> **Document passage**:
Dorothy O’Brien, who edited the book, sent the recipes to professional testers to get the unruly collection into shape. There wasn’t much to do to the copy, though. It was nearly perfect.

The book, she said, is “more about his philosophy of food and eating and why we eat.” It also includes comments from his digital followers, which makes it something of a community cookbook.

“When he says he misses the camaraderie of eating, that’s what he misses more than the food,” she said.

Mr. Ebert wisely recruited Anna Thomas, the author of the classic “The Vegetarian Epicure” and the book “Love Soup,” as his culinary ombudswoman. She decries the limits of The Pot’s two settings — “insanely high and barely warm” — and argued against the inclusion of canned soup and powdered broth in many of the book’s recipes. (She lost.)

But she salutes the spirit of one-pot cooking and contributed recipes with smart ways to coax flavors from The Pot with browned onion and fresh ingredients, like ripe tomatoes in a summer soup with farro.

> **Extracted material**:
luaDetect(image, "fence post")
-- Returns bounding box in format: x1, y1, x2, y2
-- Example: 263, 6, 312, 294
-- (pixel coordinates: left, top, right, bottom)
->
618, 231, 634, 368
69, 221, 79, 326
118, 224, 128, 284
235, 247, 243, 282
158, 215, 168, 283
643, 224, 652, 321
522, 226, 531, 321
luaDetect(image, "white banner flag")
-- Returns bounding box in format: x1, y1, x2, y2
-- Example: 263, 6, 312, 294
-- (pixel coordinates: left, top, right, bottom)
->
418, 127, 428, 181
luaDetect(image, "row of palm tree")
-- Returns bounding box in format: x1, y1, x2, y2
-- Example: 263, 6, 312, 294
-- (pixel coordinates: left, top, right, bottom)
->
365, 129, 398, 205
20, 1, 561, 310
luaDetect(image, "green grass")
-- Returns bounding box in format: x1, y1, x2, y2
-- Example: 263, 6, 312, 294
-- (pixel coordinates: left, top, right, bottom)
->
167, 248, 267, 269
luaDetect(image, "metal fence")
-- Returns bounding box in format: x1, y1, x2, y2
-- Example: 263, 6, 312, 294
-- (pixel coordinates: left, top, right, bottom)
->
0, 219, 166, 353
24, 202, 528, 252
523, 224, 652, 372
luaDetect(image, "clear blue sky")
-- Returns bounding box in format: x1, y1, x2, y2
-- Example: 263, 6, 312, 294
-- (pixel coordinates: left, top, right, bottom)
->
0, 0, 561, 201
--
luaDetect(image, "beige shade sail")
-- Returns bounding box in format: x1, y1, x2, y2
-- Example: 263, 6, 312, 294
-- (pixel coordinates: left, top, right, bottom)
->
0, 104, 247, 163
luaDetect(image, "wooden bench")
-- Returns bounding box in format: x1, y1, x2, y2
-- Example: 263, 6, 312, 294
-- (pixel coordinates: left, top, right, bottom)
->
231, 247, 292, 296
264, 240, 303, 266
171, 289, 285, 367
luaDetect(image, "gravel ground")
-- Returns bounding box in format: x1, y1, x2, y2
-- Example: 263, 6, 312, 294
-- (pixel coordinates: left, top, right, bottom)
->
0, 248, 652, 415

> **About this exercise**: Print everything from "Dorothy O’Brien, who" down to "was nearly perfect." in the passage about Mr. Ebert's cookbook, with no changes. Nothing in the entries is needed for this.

> **Solved exercise**:
Dorothy O’Brien, who edited the book, sent the recipes to professional testers to get the unruly collection into shape. There wasn’t much to do to the copy, though. It was nearly perfect.